Document text:
The average suburban dweller lives 5.6 miles from the nearest hospital, compared to 4.4 miles for an urbanite. Those might seem like comparable distances, but when you factor in how dismal most suburban transit is, that 5.6 miles might as well be 50 for a poor, sick person who can't afford a car or the gas to put in it in a faltering economy, much less a pricey ambulance ride.

The suburban development pattern has always been a disaster for the health of poor Americans, especially when you factor in all the ways that autocentric streets make us more sedentary. But in an era when stopping community spread of a potentially deadly virus is our best defense, our sprawling healthcare system itself could be a time bomb — especially if we keep shutting down emergency drive-thru testing centers when wealthier residents complain, as did the residents of Darien, Conn.

Using the information:
**a)** From the passage on suburban hospital access, reproduce the text starting at "The suburban development" and ending at "of Darien, Conn.".
**b)** According to the passage on suburban hospital access, why might the 5.6-mile distance to a hospital be as bad as 50 miles for a poor, sick person? Answer in one to three sentences.
**c)** Go on with the passage on suburban sprawl and healthcare from the point where it stops.

Saved entries:
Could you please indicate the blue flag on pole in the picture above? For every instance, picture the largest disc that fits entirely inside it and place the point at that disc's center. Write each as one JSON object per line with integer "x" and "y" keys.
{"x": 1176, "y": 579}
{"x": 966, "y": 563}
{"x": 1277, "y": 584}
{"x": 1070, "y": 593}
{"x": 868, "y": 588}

Responses in order:
**a)**
The suburban development pattern has always been a disaster for the health of poor Americans, especially when you factor in all the ways that autocentric streets make us more sedentary. But in an era when stopping community spread of a potentially deadly virus is our best defense, our sprawling healthcare system itself could be a time bomb — especially if we keep shutting down emergency drive-thru testing centers when wealthier residents complain, as did the residents of Darien, Conn.

**b)** Most suburban transit is dismal, so getting there depends on a car. A poor person may not be able to afford a car or the gas for it in a faltering economy, much less a pricey ambulance ride.

**c)**
It's time to re-urbanize our suburbs — and that includes putting acute care healthcare providers back in our neighborhoods. That will have to happen in concert with decentralizing our medical system, and in particular, unf*cking our medical malpractice insurance industry that forces would-be neighborhood doctors to ally themselves with large hospitals if they want to afford to open a practice. But it may be crucial in our new reality.

Suburban life is socially isolated — not just socially distant

Here's the upside of New York City's crowded parks right now: even while social distancing, New Yorkers can still see and interact with other human beings at a six-foot remove. That's not so easy for suburbanites on single family lots with deep setbacks.

Experts are beginning to speculate that loneliness and chronic stress could decrease the body's ability to fight off COVID-19, as those emotions are proven to do for other viral diseases. And even setting aside the potential health impacts, the psychological toll of forgoing contact with other people is putting a strain on millions of Americans right now that experts anticipate will have a profound psychosocial impact on much of the population for months or years to come.

Urbanites, at least, can lean out their apartment windows and have a sing-a-long with their neighbors, as these Milanese citizens do every day. And just try doing a socially distant scavenger hunt in a sprawling subdivision with long distances between homes. Ditto this socially distant block party out of San Francisco.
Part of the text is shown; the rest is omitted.